Stated goal: Count the lines in the items below that contain the string "leopard", treating uppercase and lowercase as different. Reply with the number alone.

Records for this exercise:
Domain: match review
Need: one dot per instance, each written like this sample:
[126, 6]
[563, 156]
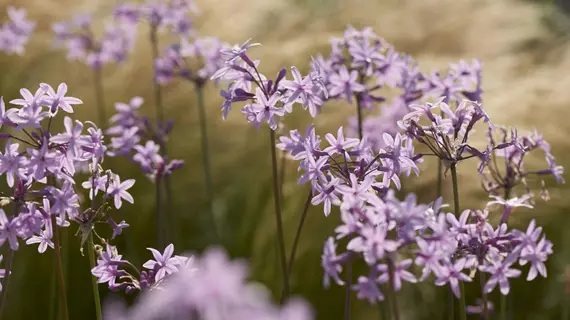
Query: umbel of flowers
[358, 174]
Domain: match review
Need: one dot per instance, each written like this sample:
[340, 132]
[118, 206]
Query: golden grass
[519, 90]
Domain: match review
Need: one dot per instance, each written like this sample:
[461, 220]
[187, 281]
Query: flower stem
[298, 236]
[95, 286]
[565, 306]
[59, 269]
[462, 309]
[348, 293]
[99, 97]
[505, 299]
[277, 201]
[6, 280]
[160, 118]
[159, 213]
[503, 314]
[484, 296]
[155, 86]
[206, 157]
[392, 292]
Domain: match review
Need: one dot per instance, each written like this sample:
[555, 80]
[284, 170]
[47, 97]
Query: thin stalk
[160, 117]
[504, 301]
[155, 86]
[94, 285]
[392, 292]
[206, 157]
[278, 217]
[348, 293]
[6, 280]
[503, 314]
[462, 309]
[298, 233]
[484, 296]
[99, 97]
[298, 236]
[52, 296]
[159, 213]
[59, 269]
[282, 165]
[566, 307]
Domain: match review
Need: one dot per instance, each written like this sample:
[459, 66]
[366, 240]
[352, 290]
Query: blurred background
[526, 55]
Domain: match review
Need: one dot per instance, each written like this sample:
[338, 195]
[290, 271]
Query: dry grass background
[526, 83]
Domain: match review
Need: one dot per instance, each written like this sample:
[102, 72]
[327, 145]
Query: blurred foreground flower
[211, 288]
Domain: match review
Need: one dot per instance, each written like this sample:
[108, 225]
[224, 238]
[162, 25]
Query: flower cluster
[447, 133]
[361, 65]
[348, 166]
[194, 59]
[15, 34]
[111, 269]
[41, 169]
[129, 128]
[212, 287]
[271, 99]
[79, 39]
[391, 235]
[505, 169]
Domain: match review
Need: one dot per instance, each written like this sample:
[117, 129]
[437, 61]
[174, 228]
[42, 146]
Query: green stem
[278, 217]
[484, 296]
[159, 213]
[94, 285]
[392, 292]
[160, 118]
[503, 314]
[155, 86]
[462, 308]
[565, 306]
[505, 299]
[348, 285]
[206, 157]
[282, 165]
[6, 280]
[99, 97]
[298, 235]
[59, 269]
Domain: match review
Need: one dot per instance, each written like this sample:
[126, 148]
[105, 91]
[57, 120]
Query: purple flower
[265, 109]
[357, 189]
[43, 161]
[344, 84]
[59, 100]
[339, 144]
[164, 264]
[8, 231]
[331, 263]
[327, 195]
[372, 241]
[451, 273]
[12, 163]
[500, 272]
[302, 89]
[44, 238]
[367, 288]
[399, 273]
[237, 51]
[107, 268]
[536, 255]
[118, 190]
[71, 137]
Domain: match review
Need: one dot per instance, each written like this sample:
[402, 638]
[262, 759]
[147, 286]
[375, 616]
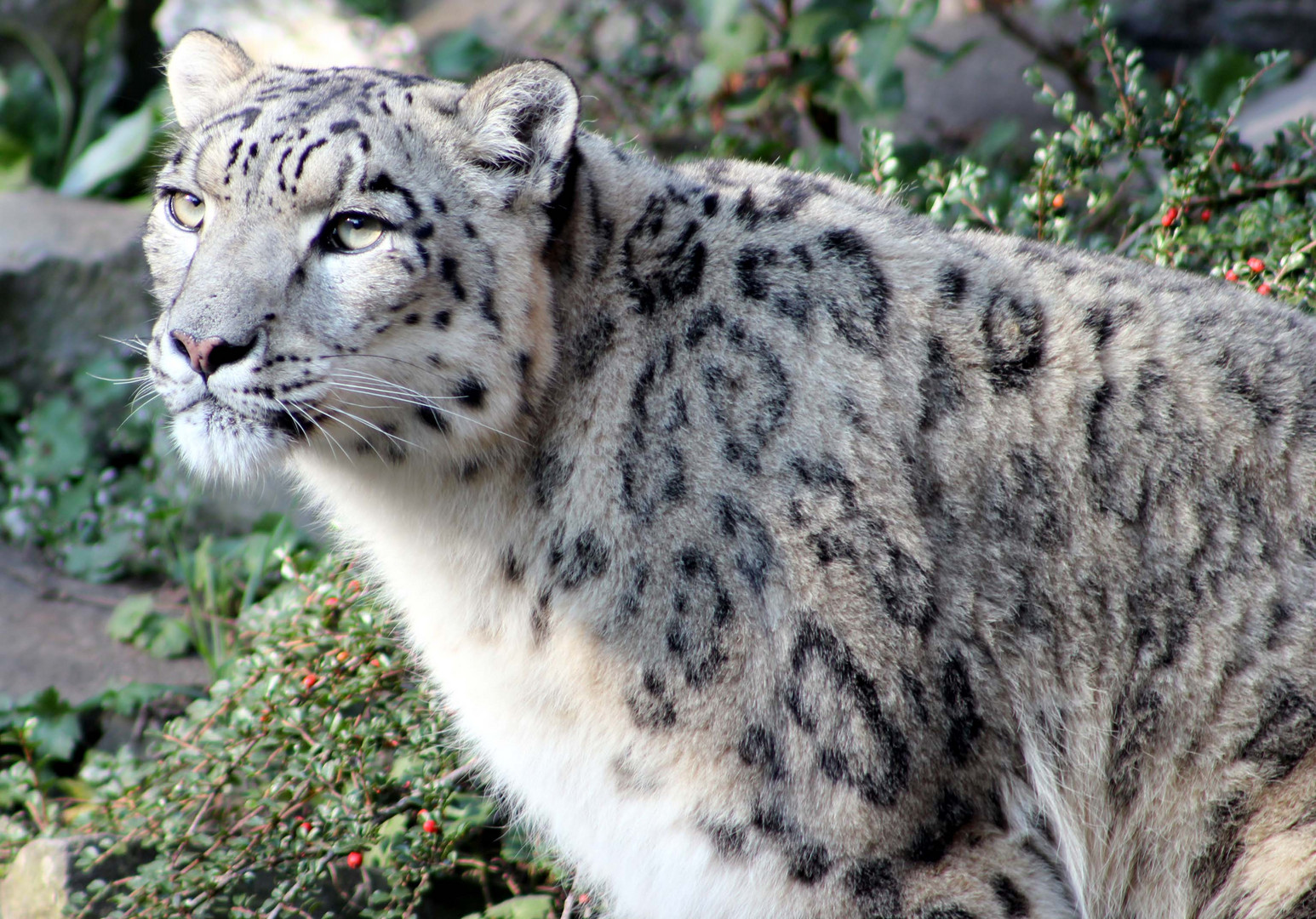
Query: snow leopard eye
[352, 233]
[186, 210]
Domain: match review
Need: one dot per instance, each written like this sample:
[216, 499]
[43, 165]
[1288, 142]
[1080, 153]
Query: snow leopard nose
[207, 355]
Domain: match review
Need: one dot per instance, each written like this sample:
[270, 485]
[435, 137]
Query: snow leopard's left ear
[520, 127]
[203, 72]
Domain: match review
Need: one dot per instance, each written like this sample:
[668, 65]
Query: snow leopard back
[781, 554]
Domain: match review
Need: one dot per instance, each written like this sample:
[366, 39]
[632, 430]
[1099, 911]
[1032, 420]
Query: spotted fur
[780, 552]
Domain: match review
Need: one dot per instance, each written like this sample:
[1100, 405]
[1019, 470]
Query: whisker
[368, 424]
[134, 344]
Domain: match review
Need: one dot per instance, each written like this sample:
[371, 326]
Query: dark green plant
[1153, 174]
[315, 779]
[740, 77]
[66, 130]
[101, 497]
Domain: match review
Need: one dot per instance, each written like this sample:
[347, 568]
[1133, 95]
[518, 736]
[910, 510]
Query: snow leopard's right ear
[200, 71]
[520, 127]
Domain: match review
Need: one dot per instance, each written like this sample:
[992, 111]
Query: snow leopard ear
[520, 128]
[200, 70]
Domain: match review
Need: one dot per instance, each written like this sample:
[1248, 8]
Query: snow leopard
[781, 554]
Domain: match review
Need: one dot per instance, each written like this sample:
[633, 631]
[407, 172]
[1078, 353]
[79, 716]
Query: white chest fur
[546, 716]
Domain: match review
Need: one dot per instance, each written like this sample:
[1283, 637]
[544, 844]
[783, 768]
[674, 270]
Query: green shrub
[315, 777]
[306, 751]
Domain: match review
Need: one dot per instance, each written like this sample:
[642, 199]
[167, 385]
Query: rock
[72, 274]
[60, 24]
[1166, 29]
[301, 33]
[1270, 111]
[45, 873]
[54, 636]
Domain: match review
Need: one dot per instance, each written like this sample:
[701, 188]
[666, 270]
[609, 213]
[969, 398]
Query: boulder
[45, 873]
[300, 33]
[72, 275]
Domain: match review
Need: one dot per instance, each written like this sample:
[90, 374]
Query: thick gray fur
[781, 552]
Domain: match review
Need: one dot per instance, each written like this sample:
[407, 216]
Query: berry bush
[315, 776]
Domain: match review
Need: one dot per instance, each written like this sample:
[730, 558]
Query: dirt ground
[53, 634]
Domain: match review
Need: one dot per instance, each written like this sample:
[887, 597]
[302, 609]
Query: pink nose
[207, 355]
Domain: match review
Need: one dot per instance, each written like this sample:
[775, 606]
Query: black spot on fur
[952, 283]
[587, 559]
[487, 311]
[932, 841]
[707, 317]
[754, 545]
[1012, 901]
[301, 159]
[810, 863]
[940, 385]
[758, 748]
[879, 769]
[1287, 731]
[448, 268]
[747, 263]
[1139, 716]
[875, 889]
[650, 709]
[549, 472]
[470, 392]
[958, 697]
[1012, 333]
[431, 417]
[860, 315]
[385, 185]
[591, 344]
[512, 568]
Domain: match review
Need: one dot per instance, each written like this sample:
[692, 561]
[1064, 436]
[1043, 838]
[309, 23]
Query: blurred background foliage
[312, 776]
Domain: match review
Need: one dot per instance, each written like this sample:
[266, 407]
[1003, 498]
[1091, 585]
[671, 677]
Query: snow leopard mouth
[220, 441]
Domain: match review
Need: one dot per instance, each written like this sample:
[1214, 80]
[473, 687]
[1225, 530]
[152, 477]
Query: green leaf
[732, 45]
[57, 443]
[170, 638]
[129, 617]
[535, 906]
[11, 400]
[116, 151]
[52, 728]
[460, 55]
[815, 28]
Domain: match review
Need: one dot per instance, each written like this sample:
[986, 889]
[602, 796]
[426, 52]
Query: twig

Exercise solution: 8